**DATA TO PROCESS**
********

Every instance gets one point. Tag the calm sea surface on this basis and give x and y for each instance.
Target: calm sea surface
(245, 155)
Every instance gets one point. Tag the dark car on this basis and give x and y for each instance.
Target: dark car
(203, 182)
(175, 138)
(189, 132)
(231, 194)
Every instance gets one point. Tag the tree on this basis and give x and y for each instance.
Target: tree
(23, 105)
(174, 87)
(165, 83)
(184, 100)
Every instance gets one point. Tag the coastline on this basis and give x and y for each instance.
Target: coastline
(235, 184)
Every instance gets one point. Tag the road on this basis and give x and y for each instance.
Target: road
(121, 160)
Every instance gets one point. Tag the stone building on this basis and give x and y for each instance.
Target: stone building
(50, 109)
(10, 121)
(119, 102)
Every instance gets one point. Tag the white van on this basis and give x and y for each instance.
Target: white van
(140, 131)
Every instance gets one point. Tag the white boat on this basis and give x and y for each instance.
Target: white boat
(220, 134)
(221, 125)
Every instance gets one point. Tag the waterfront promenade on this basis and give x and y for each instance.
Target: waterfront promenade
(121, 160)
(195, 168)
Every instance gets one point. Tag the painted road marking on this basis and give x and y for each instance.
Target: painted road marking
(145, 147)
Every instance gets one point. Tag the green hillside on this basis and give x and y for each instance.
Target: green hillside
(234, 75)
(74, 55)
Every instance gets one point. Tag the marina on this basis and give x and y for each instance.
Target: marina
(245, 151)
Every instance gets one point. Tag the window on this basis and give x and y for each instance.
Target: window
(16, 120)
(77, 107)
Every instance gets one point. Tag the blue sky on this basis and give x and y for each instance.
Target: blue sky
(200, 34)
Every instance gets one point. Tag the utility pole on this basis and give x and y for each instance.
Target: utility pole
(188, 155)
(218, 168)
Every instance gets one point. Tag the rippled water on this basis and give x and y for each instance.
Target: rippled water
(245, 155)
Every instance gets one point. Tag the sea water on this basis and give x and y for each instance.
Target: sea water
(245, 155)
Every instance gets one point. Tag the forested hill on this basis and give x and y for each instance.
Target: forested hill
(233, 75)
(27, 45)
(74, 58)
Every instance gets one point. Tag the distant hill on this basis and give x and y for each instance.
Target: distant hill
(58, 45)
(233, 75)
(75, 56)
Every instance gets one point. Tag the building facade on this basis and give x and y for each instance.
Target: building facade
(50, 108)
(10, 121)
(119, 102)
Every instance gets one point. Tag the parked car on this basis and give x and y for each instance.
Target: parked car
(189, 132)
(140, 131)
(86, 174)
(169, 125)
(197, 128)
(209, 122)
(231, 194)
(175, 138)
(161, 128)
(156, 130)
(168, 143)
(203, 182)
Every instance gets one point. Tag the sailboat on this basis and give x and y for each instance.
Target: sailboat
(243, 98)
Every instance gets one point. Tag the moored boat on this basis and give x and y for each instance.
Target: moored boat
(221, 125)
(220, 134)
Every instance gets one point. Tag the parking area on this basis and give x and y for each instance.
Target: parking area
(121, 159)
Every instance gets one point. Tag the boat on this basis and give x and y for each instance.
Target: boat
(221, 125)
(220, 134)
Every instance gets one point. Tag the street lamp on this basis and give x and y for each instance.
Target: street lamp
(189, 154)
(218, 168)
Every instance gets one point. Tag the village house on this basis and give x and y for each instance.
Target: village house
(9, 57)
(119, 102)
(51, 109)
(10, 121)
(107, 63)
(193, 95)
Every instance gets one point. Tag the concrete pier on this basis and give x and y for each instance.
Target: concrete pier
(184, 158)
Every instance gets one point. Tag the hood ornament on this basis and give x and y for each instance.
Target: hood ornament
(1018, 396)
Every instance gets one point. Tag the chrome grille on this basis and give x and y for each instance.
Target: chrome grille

********

**PROBLEM TO SOLVE**
Having read the entries above, set each one down again exactly.

**EXERCISE RESULT**
Every instance gets one point. Tag the calm sea surface on this basis and give x and y for each instance.
Target: calm sea surface
(245, 155)
Every instance gets one point. Tag the dark car on this basis and give x and y for each instance.
Target: dark car
(203, 182)
(175, 138)
(189, 132)
(231, 194)
Every instance gets one point. Tag the tree on this basis and give x and y for each instance.
Target: tree
(23, 105)
(174, 87)
(165, 83)
(184, 100)
Every instance gets one point. Tag the coastline on this basis and give x and y for each instance.
Target: coastline
(235, 184)
Every instance gets one point. Tag the road on this basis and give x and y for each instance.
Target: road
(121, 160)
Every instance gets one point. Tag the stone building on this basis and give x and y for each instance.
Target: stone building
(50, 109)
(10, 121)
(119, 102)
Every instance gets one point. Tag the white van on this basis and give x and y for each instance.
Target: white van
(140, 131)
Every instance gets one point. Tag the white boat on this basis and give x and y for each instance.
Target: white boat
(220, 134)
(221, 125)
Every instance gets one point. Tag the waterfront promenade on this basis and give x and y for each instance.
Target: waterfront promenade
(121, 160)
(195, 168)
Every instance gets one point. Tag the painted road marking on this basis and give x and y for each instance.
Target: painted road marking
(145, 147)
Every instance gets one point. Tag the green hillside on this basis and give x and y for each instance.
Target: green hillside
(234, 75)
(74, 55)
Every instance gets one point. Tag the marina on this basis and give x and y for each instance.
Target: marina
(245, 151)
Every instance gets one point. Tag the window on this basis and give x and y for each instance.
Target: window
(16, 120)
(77, 107)
Every instance gets one point. Tag the blue sky on this basis and give x and y for each instance.
Target: blue sky
(200, 34)
Every instance gets one point. Tag the utility pole on this basis and give x and y for each instance.
Target: utility pole
(188, 155)
(218, 168)
Every instance gets one point. Tag the rippled water on this basis and give x and y for each instance.
Target: rippled water
(245, 155)
Every instance gets one point. Tag the sea water on this basis and give x and y for each instance.
Target: sea water
(245, 155)
Every instance gets one point. Tag the forested hill on this basis and give x and y for each instance.
Target: forested hill
(233, 75)
(27, 45)
(74, 58)
Every instance gets one point. Tag the distant hill on this basis and give x and y for each instance.
Target: distant hill
(58, 45)
(233, 75)
(75, 56)
Every instance gets one point. Tag the building facade on this basis and give x and y for each instance.
Target: building facade
(50, 108)
(10, 121)
(119, 102)
Every instance gets one point. Tag the parked car on this basis and give x and y for each instance.
Target: parked car
(189, 132)
(140, 131)
(86, 174)
(169, 125)
(197, 128)
(209, 122)
(231, 194)
(175, 138)
(161, 128)
(156, 130)
(168, 143)
(203, 182)
Every instance gets one point. Tag the sailboat on this basis and give x and y for each instance.
Target: sailboat
(243, 98)
Every instance gets one point. Tag the moored boat on this basis and give x and y for each instance.
Target: moored boat
(221, 125)
(220, 134)
Every instance gets one point. Tag the parking area on this basis and give x and y for each instance.
Target: parking area
(121, 159)
Every instance gets one point. Tag the boat on this basis and give x and y for each instance.
Target: boat
(221, 125)
(220, 134)
Every instance gets one point. Tag the street lamp on this basis and give x and y for each instance.
Target: street lamp
(189, 154)
(218, 168)
Every instance gets one point. Tag the village house on this basis and give x and y for each instance.
Target: village house
(9, 57)
(119, 102)
(51, 109)
(10, 121)
(107, 63)
(193, 95)
Every instance gets one point. Tag the concrete pier on this basis and give x and y for each instance.
Target: concrete pier
(184, 158)
Every instance gets one point. Tag the hood ornament on this basis and give x and y for each instance.
Target: hood ornament
(1018, 396)
Every instance gets one point. Tag the chrome grille on this basis and give x and y for each instance.
Target: chrome grille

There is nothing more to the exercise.